» **DOMANDE DI STUDIO**
1: Le seguenti affermazioni concordano con il testo sugli OSS? Rispondi sì o no a ciascuna, citando alla lettera le parole del testo che decidono: (a) il Ministro della salute Speranza ha preso posizione in proposito; (b) una sentenza del Tar esclude l'OSS dalle professioni sanitarie; (c) il CCNL comparto sanità è scaduto da tempo.
2: Continua il testo sugli OSS a partire dalla sua ultima frase.

» **SEZIONE DEL DOCUMENTO**
Il successivo DDL Boldrini esclude di fatto l’OSS da quanto previsto dalla legge Lorenzin, relegandolo al ruolo di “operatore d’interesse sanitario”, a fianco ad altre professioni diverse da quella che poneva la legge,
L’attuale Ministro della salute Speranza in proposito tace.
A confinarci in ambito tecnico ci pensa anche una sentenza del Tar, la quale stabilisce che L’OSS non può essere annoverata tra le professioni sanitarie.
Escludere l’OSS dall’area socio sanitaria comporta quindi ripercussioni anche contrattuali e a tale proposito ricordiamo che gli Operatori Socio Sanitari sono rimasti all’inquadramento contrattuale di ormai VENTI ANNI FA, senza parlare del fatto che molti di noi hanno nel frattempo acquisito il titolo di “OSS con formazione complementare” in area sanitaria, figura esistente in teoria ma mai riconosciuta dal SSN ; eppure nella Conferenza Stato-Regioni del 2003 che sanciva la nascita di un operatore con tale qualifica erano presenti anche le associazioni di categoria infermieristiche, che hanno riconosciuta e ammessa la formazione.
COSA VOGLIAMO, ALLORA?
- che venga dato seguito alla legge Lorenzin, tutt’ora in vigore ma mai applicata, e che l’OSS venga finalmente riconosciuto come sanitario iscritto all’area socio sanitaria, con relativo inquadramento nella categoria C, a partire dal prossimo rinnovo del CCNL comparto sanità – che ricordiamo è scaduto da tempo!
- che per acquisire il titolo di Operatore Socio sanitario e di OSS con Formazione complementare venga creato un percorso formativo pubblico, gratuito e uguale per tutte le Regioni, eliminando la spesa a carico di chi si vuole formare.
La formazione per migliorare le proprie condizioni lavorative è un diritto!

(Dati raccolti)
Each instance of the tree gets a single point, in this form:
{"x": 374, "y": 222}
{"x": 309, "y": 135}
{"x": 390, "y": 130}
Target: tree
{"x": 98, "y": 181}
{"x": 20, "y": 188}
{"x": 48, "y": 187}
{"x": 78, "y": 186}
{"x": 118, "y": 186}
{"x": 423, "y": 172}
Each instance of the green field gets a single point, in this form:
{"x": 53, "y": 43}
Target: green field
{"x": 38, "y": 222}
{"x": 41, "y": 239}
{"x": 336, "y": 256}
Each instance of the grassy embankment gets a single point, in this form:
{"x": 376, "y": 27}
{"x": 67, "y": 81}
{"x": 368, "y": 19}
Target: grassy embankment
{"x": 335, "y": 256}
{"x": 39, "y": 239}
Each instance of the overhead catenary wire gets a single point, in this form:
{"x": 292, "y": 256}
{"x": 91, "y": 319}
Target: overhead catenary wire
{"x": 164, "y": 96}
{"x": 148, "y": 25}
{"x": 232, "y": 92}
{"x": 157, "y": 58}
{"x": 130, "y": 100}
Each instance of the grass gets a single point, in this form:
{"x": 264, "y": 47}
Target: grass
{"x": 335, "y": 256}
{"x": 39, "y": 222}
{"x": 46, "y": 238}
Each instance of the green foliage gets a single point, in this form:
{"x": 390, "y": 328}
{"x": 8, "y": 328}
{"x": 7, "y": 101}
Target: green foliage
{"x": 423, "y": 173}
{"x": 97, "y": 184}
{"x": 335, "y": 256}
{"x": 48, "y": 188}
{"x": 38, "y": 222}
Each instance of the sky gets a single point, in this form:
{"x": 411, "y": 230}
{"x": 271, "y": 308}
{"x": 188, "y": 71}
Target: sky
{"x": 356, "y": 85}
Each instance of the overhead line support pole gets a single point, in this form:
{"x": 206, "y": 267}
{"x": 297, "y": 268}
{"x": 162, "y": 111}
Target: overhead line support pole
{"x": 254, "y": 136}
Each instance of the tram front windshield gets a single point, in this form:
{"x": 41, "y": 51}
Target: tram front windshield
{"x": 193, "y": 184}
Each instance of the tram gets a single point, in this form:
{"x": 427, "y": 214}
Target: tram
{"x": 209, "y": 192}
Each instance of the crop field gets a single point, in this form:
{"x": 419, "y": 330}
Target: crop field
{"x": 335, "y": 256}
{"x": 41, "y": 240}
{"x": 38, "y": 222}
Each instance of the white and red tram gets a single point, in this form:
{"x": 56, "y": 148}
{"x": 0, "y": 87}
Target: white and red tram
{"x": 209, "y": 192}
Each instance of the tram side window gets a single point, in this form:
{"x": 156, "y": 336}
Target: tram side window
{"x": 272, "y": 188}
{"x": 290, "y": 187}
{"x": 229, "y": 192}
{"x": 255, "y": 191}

» **ELENCO RISPOSTE**
1:
(a) No: "L’attuale Ministro della salute Speranza in proposito tace."
(b) Sì: "la quale stabilisce che L’OSS non può essere annoverata tra le professioni sanitarie."
(c) Sì: "che ricordiamo è scaduto da tempo!"

2:
- che venga finalmente riconosciuto il profilo professionale dell’OSS con formazione complementare sia nelle strutture pubbliche che in quelle private. Un riconoscimento questo che si renderà sempre più necessario vista la carenza di personale qualificato necessario per far fronte alla richiesta crescente di personale di supporto per le vaccinazioni antiCovid, per le quali molte Asl richiedono l’aiuto del personale sanitario pensionato o volontario.
Quello che chiediamo è un riconoscimento professionale ma senza nulla togliere alla figura dell’infermiere , ovvero al titolare del percorso assistenziale, sempre più oberato di lavoro oltre che fisico anche burocratico , al quale va riconosciuto in contemporanea un adeguamento dello stipendio per il fondamentale ruolo di operatore spesso chiamato a “sostituire” quelle figure mediche che la Pubblica Amministrazione toglie dai reparti nei turni notturni , circoscrivendone il ricorso in situazioni di gravità, costringendo di fatto l’infermiere a prendere decisioni che esulano dal proprio ruolo.
Pertanto, la nostra battaglia in difesa dei diritti dei lavoratori oggetto delle nostre rivendicazioni è una battaglia che noi vorremmo comune a quella per il diritto degli infermieri a vedersi maggiormente riconosciuta la loro professione, vista la responsabilità che di fatto si assumono al di fuori delle loro competenze.
Noi crediamo che adesso sia arrivato il momento non di fare una “guerra fra poveri”, ma di unire gli sforzi e le energie per veder riconosciute le nostre categorie professionali non con i discorsi ma con i fatti.